— BEGIN —
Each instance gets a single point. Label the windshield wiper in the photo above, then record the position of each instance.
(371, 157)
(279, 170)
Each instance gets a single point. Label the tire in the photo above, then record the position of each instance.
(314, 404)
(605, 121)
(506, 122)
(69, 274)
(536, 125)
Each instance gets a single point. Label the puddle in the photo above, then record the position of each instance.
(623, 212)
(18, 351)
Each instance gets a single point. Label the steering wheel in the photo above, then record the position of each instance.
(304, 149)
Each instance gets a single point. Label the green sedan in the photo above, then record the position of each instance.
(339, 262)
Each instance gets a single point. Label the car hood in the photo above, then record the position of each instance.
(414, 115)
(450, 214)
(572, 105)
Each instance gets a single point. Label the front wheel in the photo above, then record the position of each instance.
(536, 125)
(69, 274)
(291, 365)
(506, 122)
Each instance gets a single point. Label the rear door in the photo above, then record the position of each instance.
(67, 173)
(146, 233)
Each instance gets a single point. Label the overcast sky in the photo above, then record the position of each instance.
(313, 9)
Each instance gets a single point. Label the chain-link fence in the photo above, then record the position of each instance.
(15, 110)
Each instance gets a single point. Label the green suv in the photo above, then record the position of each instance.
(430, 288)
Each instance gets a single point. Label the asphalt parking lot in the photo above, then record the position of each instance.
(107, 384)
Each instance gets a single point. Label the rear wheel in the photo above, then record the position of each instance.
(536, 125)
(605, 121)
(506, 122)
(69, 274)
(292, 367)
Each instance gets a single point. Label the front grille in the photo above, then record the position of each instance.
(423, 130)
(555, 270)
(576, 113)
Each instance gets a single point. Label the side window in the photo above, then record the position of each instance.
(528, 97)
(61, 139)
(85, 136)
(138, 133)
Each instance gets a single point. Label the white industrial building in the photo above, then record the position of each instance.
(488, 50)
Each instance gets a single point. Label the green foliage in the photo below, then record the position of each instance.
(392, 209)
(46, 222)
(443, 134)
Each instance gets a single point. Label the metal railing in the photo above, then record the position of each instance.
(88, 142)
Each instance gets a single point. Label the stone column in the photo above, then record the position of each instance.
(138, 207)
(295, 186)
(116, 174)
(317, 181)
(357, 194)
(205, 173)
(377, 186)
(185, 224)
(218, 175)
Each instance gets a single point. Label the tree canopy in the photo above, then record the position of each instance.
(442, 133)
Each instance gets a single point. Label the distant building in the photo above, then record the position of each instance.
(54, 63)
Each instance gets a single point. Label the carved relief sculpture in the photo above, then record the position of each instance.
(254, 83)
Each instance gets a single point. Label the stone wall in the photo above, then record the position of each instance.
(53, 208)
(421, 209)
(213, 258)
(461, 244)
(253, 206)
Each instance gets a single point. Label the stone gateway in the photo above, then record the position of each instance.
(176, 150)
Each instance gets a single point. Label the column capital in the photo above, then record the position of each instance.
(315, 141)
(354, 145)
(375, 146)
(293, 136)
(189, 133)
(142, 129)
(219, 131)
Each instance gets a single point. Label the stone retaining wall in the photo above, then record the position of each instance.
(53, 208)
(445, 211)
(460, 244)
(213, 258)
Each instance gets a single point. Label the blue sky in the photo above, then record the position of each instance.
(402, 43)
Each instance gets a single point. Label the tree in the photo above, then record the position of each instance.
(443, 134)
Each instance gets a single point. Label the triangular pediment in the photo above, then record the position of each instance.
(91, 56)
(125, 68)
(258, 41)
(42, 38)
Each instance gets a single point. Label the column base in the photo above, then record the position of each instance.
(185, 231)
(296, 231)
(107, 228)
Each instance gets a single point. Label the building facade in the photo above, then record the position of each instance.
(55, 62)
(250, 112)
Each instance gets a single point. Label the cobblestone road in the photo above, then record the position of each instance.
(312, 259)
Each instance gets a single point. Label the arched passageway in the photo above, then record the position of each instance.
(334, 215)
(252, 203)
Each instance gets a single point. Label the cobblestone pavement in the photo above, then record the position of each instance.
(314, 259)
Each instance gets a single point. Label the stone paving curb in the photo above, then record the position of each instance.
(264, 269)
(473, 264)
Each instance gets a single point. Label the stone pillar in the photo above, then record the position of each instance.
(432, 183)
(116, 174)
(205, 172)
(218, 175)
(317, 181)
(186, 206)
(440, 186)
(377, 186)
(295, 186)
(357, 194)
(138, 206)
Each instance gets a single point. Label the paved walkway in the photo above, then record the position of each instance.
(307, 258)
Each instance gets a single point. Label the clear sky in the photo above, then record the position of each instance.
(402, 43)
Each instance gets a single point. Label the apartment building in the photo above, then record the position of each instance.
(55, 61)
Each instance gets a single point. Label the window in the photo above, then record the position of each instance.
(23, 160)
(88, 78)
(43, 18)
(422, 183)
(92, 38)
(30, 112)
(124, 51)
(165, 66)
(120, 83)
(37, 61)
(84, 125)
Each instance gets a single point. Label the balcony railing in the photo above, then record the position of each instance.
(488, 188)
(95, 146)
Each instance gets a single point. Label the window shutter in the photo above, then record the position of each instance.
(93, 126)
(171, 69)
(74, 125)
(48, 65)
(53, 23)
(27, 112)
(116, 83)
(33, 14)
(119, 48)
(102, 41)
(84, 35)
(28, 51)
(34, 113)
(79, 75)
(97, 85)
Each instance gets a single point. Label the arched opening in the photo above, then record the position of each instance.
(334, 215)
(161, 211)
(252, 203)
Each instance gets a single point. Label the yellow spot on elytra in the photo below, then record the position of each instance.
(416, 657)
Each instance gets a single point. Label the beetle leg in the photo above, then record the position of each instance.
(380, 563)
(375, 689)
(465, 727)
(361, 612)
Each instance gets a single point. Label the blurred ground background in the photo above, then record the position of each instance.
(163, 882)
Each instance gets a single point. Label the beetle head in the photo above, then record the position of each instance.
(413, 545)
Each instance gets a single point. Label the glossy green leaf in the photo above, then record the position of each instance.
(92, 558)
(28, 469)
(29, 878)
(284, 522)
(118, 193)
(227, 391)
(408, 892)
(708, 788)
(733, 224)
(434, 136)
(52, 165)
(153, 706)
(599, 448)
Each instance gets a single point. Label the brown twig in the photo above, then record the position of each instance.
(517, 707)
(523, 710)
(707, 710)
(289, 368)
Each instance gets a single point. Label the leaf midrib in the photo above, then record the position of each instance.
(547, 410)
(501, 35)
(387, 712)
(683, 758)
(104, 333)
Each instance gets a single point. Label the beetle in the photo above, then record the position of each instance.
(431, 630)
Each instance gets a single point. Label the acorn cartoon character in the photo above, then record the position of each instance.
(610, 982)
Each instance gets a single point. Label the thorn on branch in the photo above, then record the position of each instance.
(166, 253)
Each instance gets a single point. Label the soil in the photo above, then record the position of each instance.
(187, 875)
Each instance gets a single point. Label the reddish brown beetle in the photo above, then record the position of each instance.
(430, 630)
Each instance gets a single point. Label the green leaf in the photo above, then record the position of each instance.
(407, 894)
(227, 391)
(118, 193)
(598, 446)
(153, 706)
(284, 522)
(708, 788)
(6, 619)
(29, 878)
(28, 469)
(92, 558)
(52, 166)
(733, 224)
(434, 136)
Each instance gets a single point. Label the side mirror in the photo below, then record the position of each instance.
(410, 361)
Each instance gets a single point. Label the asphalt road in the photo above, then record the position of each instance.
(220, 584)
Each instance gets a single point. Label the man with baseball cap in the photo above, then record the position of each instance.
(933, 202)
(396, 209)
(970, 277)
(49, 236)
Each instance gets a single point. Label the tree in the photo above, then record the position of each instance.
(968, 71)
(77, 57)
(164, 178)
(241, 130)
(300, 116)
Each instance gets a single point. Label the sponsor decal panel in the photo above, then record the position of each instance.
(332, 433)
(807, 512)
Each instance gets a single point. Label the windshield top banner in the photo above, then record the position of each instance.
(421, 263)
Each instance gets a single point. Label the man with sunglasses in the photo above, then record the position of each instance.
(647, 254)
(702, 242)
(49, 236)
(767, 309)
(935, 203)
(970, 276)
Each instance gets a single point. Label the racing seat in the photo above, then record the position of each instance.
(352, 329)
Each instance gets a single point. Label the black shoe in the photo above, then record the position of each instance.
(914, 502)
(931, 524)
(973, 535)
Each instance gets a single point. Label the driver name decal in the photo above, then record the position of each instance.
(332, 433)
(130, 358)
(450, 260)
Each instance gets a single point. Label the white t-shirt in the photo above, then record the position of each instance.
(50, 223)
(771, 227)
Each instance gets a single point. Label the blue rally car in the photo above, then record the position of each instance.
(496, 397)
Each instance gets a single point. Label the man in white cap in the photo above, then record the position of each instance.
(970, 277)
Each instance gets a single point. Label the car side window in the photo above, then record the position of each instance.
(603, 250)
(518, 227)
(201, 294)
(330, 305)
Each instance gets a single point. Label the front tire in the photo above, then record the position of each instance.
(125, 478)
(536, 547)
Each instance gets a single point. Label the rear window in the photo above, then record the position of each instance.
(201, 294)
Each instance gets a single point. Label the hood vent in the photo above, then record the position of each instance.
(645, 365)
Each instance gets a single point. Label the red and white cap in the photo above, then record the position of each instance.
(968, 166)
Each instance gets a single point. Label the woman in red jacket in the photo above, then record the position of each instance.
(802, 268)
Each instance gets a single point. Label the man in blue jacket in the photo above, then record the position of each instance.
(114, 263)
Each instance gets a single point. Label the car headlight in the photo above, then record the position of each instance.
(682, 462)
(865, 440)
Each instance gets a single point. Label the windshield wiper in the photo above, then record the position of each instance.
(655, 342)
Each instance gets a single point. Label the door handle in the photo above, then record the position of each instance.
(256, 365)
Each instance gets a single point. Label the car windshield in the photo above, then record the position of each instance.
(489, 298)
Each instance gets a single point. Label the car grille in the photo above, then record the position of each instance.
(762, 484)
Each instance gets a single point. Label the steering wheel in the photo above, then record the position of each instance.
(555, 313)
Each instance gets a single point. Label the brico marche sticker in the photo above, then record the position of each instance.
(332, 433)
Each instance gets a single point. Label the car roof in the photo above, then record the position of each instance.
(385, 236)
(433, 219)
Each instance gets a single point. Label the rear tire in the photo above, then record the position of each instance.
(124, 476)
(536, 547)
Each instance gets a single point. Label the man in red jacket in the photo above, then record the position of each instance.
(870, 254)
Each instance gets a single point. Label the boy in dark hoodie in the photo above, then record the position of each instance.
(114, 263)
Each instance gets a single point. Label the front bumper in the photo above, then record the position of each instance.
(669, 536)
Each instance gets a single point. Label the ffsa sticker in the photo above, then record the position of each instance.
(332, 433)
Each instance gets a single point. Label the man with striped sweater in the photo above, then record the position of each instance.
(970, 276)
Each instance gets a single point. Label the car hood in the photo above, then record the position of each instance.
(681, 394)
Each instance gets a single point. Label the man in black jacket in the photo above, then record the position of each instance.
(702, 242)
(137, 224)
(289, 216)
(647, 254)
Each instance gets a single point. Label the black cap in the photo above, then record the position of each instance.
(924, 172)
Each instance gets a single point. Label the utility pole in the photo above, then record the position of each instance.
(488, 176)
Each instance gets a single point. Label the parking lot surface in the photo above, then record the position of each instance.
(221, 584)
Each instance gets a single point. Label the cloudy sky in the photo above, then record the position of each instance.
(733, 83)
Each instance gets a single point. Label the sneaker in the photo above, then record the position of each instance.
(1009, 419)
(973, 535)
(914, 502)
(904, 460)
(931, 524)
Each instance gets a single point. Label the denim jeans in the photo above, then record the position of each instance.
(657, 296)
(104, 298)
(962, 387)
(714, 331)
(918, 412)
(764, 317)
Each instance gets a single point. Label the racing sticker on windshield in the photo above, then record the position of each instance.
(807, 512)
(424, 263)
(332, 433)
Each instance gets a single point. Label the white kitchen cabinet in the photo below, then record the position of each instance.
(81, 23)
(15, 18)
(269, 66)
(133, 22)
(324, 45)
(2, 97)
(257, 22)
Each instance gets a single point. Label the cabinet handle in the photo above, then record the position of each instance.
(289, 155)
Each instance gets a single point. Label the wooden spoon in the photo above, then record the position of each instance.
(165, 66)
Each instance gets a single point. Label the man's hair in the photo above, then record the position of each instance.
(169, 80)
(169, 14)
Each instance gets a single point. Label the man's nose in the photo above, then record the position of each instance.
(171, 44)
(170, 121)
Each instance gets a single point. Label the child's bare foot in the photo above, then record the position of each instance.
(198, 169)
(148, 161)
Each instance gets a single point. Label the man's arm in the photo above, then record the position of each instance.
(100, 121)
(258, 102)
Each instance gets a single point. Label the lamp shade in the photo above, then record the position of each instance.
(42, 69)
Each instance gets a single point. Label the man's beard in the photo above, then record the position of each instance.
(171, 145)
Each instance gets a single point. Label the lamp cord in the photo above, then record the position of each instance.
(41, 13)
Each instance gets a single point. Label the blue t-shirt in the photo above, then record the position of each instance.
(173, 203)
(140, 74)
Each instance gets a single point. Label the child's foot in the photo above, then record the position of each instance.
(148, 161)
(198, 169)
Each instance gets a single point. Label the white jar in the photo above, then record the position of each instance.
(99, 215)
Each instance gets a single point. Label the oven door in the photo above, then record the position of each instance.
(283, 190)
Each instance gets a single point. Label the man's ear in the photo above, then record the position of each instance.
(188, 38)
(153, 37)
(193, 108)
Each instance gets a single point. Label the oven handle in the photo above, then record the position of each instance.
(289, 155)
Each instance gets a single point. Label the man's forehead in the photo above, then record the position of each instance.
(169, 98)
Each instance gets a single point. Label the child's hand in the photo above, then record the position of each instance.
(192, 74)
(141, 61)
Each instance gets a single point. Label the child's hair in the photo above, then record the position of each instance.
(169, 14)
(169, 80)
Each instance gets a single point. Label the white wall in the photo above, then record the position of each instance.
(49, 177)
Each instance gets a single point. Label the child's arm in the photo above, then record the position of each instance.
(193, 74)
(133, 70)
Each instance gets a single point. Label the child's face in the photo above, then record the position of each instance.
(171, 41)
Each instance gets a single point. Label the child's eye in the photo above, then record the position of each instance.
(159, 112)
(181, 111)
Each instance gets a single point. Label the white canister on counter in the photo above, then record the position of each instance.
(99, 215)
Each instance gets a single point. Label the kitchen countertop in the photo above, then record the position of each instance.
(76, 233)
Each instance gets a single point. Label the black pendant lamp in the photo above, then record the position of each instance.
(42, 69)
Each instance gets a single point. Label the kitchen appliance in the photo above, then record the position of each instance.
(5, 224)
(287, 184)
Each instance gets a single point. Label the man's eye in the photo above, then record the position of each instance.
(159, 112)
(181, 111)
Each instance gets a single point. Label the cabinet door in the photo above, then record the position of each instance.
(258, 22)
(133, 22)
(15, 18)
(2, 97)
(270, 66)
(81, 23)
— END —
Given request: Copy out every line from the one containing "Each instance gets a single point. Label the child's eye" to the end of the material, both ends included.

Written reply:
Each instance gets a single point. Label the child's eye in the photo above, then record the position of each instance.
(159, 112)
(181, 111)
Each instance gets a single point. Label the white canister on counter in the photo above, then record the position of each instance.
(99, 215)
Each instance gets a single point. Label the kitchen countertop in the photo above, then record the position of each instance.
(76, 233)
Each instance gets a single point. Label the black pendant lamp in the photo above, then record the position of each instance.
(42, 69)
Each instance gets a single point. Label the kitchen appliance in the photo above, then record the position of each instance.
(5, 224)
(287, 184)
Each instance gets a single point. Label the man's eye in the photo above, then record the position of each instance.
(159, 112)
(181, 111)
Each instance gets a single point. Label the cabinet door in the photo above, then record the position of each instance.
(258, 22)
(133, 22)
(15, 18)
(2, 97)
(270, 66)
(81, 23)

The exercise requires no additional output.